• [AIM] Please change every "single point" to "single marker" in the rows below, leaving everything else unchanged. Omit the pictures from your answer.

Start of DATA PROVIDED

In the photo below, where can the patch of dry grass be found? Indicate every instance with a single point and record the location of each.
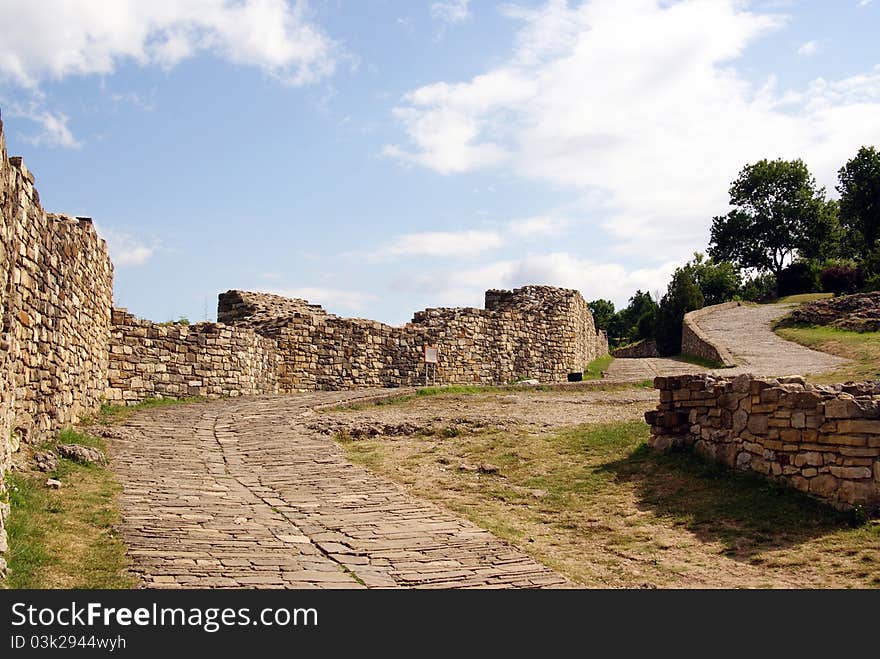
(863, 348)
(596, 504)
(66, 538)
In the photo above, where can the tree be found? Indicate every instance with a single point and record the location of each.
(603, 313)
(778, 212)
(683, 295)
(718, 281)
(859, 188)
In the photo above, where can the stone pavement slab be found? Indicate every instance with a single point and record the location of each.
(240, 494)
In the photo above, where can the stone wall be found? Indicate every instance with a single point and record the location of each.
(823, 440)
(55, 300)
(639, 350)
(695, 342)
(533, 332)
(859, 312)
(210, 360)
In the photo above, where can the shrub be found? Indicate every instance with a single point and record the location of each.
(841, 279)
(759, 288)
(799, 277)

End of DATA PROVIDED

• [OUTPUT OF THE TASK]
In the photo below, where can the patch of dry grass be found? Indicate every instance with a single marker and record the location of each.
(863, 348)
(596, 504)
(66, 538)
In the photo above, where can the tree be found? Indicate every instance with a single marker and record the location of each.
(603, 313)
(778, 212)
(683, 295)
(718, 281)
(859, 188)
In the photo above, where can the stone pavement slab be found? Indicate every instance with a single marker and record the location of each.
(240, 494)
In the photo above, where can the stone wall be found? Indicate every instance with a single marker and record the location of each.
(823, 440)
(55, 300)
(639, 350)
(695, 342)
(533, 332)
(859, 312)
(210, 360)
In the photo above, where can the shrub be found? Indicate every instance with a single marker and record the location of each.
(841, 279)
(759, 288)
(799, 277)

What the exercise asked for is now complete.